START Data to examine
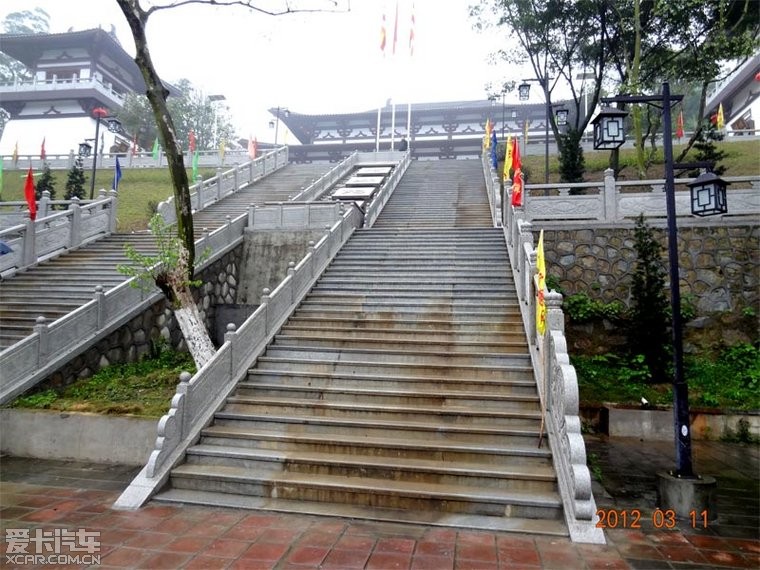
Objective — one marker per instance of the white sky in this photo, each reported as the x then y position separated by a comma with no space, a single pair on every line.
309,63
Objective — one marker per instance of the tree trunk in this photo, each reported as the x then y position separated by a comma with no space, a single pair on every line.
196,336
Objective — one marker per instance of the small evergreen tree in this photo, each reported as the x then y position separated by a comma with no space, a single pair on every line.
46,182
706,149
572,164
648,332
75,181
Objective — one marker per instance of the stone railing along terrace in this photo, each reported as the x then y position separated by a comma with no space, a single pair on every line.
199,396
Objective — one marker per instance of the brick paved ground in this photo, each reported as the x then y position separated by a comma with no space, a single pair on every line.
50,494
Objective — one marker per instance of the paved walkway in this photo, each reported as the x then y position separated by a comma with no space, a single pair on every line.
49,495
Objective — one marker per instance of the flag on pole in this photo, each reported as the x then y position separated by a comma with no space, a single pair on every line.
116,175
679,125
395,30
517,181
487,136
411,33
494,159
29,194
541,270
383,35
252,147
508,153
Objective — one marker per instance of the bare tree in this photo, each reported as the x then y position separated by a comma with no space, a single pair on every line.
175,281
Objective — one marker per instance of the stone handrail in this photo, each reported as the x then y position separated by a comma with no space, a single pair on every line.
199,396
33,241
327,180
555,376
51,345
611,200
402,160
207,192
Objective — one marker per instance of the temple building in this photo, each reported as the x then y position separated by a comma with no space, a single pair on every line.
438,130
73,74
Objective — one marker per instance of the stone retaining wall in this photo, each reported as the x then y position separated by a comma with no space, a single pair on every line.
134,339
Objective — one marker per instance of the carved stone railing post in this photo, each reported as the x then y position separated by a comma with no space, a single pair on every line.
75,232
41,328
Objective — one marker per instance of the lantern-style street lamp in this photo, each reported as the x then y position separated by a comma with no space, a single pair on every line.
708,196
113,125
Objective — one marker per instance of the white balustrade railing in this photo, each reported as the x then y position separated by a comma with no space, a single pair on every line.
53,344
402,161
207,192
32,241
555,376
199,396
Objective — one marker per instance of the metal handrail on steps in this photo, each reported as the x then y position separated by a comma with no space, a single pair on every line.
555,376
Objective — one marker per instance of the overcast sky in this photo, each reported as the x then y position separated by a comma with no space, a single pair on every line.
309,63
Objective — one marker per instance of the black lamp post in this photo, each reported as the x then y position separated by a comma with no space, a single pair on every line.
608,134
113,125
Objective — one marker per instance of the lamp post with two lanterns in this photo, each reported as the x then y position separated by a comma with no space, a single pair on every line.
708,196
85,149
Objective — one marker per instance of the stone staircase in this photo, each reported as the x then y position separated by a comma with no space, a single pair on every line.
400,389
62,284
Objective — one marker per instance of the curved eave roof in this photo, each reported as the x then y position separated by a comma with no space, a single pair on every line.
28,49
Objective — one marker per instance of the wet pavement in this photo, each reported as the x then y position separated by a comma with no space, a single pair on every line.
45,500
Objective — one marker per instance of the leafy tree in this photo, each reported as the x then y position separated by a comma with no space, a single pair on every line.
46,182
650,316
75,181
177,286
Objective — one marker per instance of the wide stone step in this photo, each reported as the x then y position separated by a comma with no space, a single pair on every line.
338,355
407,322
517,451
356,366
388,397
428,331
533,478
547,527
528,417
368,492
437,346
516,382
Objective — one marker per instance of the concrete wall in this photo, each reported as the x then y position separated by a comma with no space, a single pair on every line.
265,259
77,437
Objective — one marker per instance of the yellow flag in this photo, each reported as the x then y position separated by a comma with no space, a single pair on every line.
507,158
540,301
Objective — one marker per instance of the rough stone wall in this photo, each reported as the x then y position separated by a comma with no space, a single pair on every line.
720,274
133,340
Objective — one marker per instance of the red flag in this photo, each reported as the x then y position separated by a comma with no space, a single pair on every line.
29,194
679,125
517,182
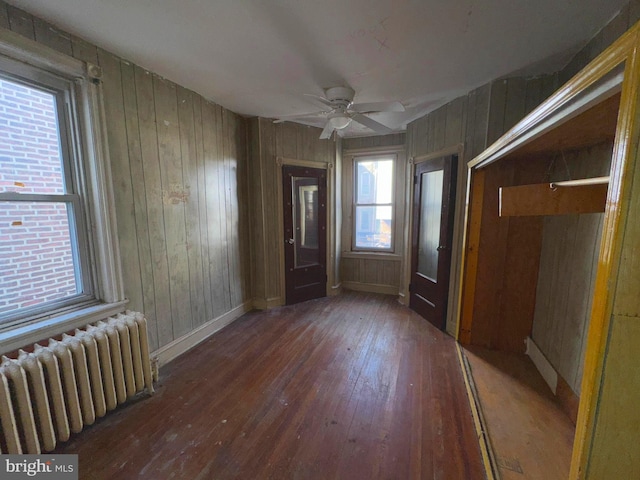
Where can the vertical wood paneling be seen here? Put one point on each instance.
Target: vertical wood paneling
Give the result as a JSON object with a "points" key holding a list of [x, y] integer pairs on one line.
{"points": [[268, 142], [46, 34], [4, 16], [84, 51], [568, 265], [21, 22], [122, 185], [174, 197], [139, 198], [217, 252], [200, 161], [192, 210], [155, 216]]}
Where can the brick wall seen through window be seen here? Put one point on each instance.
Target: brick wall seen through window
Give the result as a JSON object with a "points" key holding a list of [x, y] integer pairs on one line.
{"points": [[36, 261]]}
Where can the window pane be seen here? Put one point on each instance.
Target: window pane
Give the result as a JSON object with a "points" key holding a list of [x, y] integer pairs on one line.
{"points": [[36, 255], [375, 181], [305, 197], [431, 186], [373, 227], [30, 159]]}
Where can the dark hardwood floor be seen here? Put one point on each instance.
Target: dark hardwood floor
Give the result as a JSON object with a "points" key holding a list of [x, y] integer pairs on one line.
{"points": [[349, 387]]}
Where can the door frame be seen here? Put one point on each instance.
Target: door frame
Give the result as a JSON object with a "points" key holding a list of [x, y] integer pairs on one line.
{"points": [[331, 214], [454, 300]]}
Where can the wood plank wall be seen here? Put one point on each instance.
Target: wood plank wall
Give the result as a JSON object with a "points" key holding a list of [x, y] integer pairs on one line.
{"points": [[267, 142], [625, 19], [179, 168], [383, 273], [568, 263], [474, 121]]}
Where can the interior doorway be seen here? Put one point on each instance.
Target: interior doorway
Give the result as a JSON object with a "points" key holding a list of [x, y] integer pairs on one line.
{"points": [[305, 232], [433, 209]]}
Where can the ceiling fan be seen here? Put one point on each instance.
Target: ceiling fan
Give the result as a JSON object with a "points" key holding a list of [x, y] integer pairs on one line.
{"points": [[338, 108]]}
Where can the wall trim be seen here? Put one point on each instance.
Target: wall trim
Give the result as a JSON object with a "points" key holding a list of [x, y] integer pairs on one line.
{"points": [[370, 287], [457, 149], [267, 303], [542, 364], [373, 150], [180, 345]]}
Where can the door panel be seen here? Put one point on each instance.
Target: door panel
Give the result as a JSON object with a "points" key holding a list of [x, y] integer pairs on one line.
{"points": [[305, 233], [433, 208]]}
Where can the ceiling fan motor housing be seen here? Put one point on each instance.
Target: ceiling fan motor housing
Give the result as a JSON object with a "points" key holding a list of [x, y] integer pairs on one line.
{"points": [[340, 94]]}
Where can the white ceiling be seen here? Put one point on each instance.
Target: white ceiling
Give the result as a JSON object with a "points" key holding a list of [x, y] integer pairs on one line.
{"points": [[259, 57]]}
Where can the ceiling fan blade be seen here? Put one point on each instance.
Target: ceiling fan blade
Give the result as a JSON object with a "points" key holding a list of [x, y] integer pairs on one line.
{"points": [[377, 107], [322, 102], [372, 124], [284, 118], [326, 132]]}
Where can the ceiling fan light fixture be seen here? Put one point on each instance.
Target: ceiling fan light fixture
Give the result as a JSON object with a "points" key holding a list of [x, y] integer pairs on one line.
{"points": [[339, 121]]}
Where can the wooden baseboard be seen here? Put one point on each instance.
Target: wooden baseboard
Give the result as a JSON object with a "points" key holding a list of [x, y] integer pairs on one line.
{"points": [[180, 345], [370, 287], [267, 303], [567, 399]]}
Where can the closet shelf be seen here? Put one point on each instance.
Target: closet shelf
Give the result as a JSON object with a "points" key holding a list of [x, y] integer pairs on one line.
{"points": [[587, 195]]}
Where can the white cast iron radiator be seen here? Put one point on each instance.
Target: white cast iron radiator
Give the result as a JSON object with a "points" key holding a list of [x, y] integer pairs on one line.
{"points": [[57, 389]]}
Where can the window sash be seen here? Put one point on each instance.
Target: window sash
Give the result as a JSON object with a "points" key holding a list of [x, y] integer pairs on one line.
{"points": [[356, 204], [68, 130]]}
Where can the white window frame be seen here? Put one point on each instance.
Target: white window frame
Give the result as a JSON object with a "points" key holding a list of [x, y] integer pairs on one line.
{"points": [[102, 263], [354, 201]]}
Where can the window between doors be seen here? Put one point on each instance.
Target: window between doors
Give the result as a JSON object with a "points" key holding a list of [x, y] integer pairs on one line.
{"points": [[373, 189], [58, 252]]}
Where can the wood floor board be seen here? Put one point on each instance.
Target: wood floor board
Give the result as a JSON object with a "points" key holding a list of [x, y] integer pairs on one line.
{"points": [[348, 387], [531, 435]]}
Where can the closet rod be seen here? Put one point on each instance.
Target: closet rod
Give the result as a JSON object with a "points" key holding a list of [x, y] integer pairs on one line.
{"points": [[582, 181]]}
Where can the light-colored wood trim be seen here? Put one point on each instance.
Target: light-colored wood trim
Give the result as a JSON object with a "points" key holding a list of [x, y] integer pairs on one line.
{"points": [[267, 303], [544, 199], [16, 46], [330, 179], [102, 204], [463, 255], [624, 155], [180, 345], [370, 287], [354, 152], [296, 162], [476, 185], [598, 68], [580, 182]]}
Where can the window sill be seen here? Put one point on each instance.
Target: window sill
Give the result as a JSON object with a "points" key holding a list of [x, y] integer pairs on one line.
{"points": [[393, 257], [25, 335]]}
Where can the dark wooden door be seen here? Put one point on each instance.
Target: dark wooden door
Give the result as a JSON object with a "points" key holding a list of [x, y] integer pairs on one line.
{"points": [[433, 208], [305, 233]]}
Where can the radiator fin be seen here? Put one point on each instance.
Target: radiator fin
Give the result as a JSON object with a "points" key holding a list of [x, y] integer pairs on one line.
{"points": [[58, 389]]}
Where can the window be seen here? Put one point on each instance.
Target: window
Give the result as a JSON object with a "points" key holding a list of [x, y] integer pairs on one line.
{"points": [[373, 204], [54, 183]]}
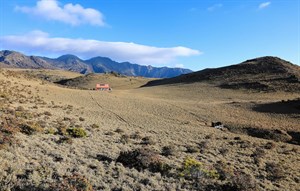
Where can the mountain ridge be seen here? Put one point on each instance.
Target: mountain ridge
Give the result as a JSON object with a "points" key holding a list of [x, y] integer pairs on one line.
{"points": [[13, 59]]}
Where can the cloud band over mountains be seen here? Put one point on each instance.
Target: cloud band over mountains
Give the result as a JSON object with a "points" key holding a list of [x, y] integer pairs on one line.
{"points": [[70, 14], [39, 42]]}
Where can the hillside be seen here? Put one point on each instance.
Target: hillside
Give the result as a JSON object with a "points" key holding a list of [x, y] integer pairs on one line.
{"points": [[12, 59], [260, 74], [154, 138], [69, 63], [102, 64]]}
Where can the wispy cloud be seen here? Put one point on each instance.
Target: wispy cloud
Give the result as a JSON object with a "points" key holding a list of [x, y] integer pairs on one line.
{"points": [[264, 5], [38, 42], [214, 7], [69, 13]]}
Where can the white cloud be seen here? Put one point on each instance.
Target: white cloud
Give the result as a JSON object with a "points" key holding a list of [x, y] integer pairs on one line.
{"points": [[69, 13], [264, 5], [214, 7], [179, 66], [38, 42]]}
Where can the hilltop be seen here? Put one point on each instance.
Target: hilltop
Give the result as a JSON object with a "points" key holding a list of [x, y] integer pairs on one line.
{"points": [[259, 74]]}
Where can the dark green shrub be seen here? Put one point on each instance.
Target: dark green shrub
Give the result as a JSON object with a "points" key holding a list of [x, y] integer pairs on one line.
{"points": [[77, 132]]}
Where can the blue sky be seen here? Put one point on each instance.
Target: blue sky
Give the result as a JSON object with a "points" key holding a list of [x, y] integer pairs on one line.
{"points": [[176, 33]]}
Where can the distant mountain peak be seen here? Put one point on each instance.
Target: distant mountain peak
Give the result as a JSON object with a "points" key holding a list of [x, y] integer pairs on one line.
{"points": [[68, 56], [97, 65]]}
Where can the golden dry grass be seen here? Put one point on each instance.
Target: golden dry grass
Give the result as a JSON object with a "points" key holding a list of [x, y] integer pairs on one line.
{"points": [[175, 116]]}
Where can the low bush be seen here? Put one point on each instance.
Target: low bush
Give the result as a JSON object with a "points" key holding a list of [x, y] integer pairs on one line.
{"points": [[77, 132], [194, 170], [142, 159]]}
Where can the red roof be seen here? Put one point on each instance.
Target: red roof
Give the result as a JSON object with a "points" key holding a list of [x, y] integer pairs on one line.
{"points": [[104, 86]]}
END Data to examine
Your assignment - Please transcribe only the lines in the records above running from the line that has "Target: white window frame" through the line that has "Target: dark wooden door", both included, exactly as they appear.

Solution for this problem -
Target: white window frame
Give the result as a JSON object with a "points" key holding a list of [x, y] integer pairs on one line.
{"points": [[102, 263], [354, 201]]}
Where can the window between doors be seen here? Put one point on each instance.
Target: window between doors
Give the result as a JSON object with a "points" key holding a list of [x, y] integer pairs on one line.
{"points": [[373, 189], [58, 252]]}
Where can the wood floor board be seen here? Put one point on each instance.
Target: wood floor board
Give the result as a JSON object with a "points" key holding a list of [x, y] integer pairs on one line.
{"points": [[348, 387], [531, 435]]}
Where can the closet rod be seen here? Put one point on each instance.
Target: closet rod
Give the result as a JSON object with a "points" key holding a list of [x, y] integer pairs on one line.
{"points": [[582, 181]]}
Where can the light-colored wood trim be seen here? Put one point on each instance.
Target: light-colored wood trim
Give the result as a JSON object with a "points" key holding a list of [x, y] integer pairs on one line.
{"points": [[267, 303], [544, 199], [16, 46], [330, 179], [102, 204], [463, 255], [624, 155], [180, 345], [370, 287], [354, 152], [296, 162], [476, 185], [598, 68], [580, 182]]}
Where can the window sill be seen here? Put one point on each instance.
Target: window sill
Give the result as a JSON object with a "points" key holding a list of [x, y] integer pairs on one line.
{"points": [[393, 257], [25, 335]]}
Where can the dark wooden door be seen here? Put one point on each instance.
Target: dark wooden door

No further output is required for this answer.